Instruções do exercício:
(A) No texto fornecido, de onde descem as águas que abrem o campo junto às dunas?
(B) Enumere todos os nomes próprios de lugares que aparecem no texto fornecido.

Texto fornecido:
+ + +

Se a terra falasse, havia de contar, por entre abundantes lástimas, muitos sinais do amor dos homens por ela... Terra humanizada é sempre mais que terra trabalhada. Se o homem só a quisesse como nascente de ouro, talvez já ela se tivesse extinguido. Mas, se a terra dá o pão à gente, também nós lhe damos pão. E o pão mais rico que lhe damos não é tanto a semente que a fecunda; é a alma que lhe confiamos.
Estou-me agora a lembrar de uma certa terra, entre dunas que os pinhais cobriram, e o campo aberto pelas águas que descem de Sicó em busca do Mondego, e o Mondego leva ao mar. O nome que lhe dou, vou agora apenas segredá-lo, já que me não deu ela licença para o revelar. E ela sabe que nem a quero trazer para as bocas do mundo, nem ela é mais que as suas irmãs, dispersas naquela fita de chão que tem ao sul a Saunum dos Romanos e ao norte o Monte Maior da Reconquista, e que a poente se debruça sobre a Figueira e a nascente adivinha Coimbra, a sempre desejada.
Não. Não é esta uma língua de terra que claramente fale de coisas espirituais. Até as tradições do povo se foram afogando e enleando na poderosa floração urbana. Por isso, é mais profunda a voz que sobe da terra, como a descarnar todas as raízes e a forçar os homens a reconhecerem-se nos sinais.

+ + +

Extrato da listagem:

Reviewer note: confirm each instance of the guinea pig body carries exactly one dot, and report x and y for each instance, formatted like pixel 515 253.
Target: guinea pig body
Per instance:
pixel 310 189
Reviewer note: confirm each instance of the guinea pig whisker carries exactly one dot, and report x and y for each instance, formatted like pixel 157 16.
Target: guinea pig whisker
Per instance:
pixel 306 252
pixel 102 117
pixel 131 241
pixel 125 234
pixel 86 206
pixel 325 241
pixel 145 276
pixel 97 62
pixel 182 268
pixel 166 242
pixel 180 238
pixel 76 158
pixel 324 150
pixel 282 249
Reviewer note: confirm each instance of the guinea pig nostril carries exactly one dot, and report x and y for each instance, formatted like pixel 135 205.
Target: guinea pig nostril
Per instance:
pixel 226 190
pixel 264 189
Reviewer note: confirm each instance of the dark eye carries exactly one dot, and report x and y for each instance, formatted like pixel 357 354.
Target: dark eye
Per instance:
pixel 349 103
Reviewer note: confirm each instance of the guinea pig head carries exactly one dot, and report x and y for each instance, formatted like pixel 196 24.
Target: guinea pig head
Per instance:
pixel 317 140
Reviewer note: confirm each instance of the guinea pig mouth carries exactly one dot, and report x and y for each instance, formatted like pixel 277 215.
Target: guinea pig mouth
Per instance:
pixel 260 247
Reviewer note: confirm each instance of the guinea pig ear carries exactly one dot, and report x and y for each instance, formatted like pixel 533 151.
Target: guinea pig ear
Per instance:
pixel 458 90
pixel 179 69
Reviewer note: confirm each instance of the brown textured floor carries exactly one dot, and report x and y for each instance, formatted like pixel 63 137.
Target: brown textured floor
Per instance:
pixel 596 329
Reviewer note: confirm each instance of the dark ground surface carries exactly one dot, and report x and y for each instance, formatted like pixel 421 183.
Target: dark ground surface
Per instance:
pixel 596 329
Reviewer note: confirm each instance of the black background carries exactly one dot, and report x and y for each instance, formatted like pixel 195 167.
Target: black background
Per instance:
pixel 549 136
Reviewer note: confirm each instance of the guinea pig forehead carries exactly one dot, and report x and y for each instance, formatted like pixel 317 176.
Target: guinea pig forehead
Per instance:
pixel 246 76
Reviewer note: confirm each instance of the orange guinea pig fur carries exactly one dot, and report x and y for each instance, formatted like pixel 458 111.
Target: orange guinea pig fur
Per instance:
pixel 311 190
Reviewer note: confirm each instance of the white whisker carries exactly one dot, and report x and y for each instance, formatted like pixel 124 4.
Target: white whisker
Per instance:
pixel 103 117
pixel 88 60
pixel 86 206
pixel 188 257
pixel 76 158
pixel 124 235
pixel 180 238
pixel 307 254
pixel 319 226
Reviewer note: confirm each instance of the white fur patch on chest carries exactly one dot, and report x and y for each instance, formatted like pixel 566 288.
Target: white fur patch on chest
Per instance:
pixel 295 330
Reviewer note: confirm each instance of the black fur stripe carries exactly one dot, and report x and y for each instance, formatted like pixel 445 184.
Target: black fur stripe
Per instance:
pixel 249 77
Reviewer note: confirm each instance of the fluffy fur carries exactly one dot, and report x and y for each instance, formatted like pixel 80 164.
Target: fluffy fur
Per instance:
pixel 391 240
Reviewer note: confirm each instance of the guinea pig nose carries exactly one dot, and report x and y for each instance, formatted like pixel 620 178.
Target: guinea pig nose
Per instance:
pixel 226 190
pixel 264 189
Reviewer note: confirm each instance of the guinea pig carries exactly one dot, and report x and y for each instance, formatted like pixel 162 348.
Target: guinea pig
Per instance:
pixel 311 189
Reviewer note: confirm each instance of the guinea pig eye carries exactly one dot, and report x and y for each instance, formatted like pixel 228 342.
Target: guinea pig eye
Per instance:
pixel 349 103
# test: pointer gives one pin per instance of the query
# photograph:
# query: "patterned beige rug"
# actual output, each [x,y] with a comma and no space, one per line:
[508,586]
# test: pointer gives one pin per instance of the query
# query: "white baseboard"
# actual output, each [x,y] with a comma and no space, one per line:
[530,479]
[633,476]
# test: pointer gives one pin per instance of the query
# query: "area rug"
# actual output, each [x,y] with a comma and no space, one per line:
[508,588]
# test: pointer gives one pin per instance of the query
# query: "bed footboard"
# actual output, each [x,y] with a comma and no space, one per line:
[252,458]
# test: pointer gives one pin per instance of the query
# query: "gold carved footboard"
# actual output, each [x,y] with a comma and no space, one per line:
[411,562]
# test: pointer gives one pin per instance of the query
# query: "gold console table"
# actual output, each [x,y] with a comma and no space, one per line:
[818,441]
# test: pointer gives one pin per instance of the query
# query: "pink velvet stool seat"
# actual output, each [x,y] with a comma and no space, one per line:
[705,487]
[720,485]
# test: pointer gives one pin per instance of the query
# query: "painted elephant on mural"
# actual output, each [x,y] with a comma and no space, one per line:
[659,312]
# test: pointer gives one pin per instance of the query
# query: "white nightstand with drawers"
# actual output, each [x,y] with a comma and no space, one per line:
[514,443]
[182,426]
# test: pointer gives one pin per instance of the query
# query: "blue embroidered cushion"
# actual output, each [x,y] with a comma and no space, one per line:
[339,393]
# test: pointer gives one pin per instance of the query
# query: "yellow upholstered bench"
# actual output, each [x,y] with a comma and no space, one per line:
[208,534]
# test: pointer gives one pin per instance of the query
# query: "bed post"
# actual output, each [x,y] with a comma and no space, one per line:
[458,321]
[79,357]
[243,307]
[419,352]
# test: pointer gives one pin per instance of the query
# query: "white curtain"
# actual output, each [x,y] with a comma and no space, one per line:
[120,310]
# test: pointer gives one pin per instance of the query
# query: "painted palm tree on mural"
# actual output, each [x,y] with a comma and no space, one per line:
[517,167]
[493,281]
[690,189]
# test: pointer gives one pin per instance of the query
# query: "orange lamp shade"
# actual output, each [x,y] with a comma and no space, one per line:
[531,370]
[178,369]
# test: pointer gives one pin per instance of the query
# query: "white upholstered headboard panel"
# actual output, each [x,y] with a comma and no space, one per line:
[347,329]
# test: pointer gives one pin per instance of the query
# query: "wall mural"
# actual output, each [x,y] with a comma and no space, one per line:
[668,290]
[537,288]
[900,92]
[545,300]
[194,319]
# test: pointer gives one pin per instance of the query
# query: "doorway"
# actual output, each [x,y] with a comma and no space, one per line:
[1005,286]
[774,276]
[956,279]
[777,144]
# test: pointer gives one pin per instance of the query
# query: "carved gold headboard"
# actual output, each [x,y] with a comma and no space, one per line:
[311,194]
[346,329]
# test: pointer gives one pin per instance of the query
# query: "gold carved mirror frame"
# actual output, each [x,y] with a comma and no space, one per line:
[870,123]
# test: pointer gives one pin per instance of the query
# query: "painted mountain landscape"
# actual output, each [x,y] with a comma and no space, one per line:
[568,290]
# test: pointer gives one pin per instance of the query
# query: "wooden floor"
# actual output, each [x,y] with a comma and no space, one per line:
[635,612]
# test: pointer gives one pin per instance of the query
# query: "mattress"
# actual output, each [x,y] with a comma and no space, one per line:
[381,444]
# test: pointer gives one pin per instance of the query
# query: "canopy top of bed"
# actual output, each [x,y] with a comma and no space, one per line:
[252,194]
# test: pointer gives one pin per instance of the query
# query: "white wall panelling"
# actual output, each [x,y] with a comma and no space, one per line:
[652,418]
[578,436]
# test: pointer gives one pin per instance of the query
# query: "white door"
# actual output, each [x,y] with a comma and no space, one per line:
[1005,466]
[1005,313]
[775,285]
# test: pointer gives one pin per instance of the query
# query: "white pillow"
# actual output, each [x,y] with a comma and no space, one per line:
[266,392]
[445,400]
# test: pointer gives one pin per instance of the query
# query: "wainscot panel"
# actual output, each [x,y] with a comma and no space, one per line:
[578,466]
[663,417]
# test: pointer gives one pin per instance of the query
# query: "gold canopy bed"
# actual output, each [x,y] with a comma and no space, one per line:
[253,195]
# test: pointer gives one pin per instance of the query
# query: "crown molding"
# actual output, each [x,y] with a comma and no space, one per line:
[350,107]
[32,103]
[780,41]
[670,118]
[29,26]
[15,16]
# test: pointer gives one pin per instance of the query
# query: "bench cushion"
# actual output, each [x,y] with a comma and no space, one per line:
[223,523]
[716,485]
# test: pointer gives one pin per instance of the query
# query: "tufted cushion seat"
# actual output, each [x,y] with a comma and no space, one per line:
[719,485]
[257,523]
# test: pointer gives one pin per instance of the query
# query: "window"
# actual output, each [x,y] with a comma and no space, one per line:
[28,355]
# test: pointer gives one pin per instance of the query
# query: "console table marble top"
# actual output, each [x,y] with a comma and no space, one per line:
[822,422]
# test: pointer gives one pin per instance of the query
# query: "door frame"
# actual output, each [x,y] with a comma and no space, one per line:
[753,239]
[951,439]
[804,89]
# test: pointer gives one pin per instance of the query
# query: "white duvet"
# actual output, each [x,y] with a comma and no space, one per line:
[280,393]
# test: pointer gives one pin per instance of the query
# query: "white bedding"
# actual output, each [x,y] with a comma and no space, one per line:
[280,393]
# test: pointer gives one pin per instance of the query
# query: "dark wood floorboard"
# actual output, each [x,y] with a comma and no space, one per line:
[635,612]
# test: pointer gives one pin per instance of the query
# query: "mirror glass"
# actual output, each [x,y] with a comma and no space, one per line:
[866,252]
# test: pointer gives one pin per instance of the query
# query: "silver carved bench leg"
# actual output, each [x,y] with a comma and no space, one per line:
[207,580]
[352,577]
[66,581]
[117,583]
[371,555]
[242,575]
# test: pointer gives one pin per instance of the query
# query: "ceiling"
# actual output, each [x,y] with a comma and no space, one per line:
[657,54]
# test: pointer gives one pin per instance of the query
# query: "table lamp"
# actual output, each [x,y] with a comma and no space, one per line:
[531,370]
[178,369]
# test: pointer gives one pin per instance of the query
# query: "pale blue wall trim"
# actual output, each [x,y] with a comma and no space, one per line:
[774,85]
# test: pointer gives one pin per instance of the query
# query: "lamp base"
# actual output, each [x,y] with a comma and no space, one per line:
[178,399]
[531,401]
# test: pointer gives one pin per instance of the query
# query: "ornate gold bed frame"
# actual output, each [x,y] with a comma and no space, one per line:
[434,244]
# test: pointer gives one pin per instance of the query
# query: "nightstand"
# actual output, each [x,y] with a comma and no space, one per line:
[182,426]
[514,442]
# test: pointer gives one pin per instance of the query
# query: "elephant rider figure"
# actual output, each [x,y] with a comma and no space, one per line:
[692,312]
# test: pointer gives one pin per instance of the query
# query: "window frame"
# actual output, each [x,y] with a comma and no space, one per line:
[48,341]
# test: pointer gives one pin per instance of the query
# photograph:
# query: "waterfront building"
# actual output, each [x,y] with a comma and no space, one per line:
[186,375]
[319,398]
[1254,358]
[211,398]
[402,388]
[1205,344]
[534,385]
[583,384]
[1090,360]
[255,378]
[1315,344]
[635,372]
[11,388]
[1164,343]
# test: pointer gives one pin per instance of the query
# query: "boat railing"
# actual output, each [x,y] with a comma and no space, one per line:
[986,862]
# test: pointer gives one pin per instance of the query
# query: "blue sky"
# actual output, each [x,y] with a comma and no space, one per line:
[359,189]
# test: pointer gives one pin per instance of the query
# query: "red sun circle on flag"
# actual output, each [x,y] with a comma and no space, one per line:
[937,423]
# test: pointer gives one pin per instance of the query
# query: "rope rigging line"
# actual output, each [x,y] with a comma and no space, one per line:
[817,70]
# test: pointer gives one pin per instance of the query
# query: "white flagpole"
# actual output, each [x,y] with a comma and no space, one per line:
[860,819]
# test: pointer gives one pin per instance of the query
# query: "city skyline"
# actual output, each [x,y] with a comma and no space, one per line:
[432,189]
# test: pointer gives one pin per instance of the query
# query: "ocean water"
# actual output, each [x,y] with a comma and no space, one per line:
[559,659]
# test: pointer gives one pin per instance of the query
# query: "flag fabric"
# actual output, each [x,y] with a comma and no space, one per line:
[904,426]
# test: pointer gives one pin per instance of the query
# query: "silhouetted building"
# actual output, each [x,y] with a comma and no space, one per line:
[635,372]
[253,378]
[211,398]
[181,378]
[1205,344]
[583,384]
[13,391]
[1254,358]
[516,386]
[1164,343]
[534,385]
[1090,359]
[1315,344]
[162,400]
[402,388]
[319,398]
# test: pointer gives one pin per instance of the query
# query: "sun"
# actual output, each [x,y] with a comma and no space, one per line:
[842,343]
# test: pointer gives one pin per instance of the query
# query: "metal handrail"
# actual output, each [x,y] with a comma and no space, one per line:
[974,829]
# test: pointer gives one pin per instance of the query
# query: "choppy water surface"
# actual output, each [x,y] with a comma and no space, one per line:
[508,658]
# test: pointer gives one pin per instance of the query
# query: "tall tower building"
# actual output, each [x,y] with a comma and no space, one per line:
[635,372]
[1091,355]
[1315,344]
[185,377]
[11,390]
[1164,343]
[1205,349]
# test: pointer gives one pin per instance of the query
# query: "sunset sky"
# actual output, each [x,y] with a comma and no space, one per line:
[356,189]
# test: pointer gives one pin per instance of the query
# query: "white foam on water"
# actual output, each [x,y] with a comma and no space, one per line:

+ + +

Exercício resolvido:
(A) Descem de Sicó, em busca do Mondego.

(B) Sicó, Mondego, Saunum, Monte Maior, Figueira e Coimbra.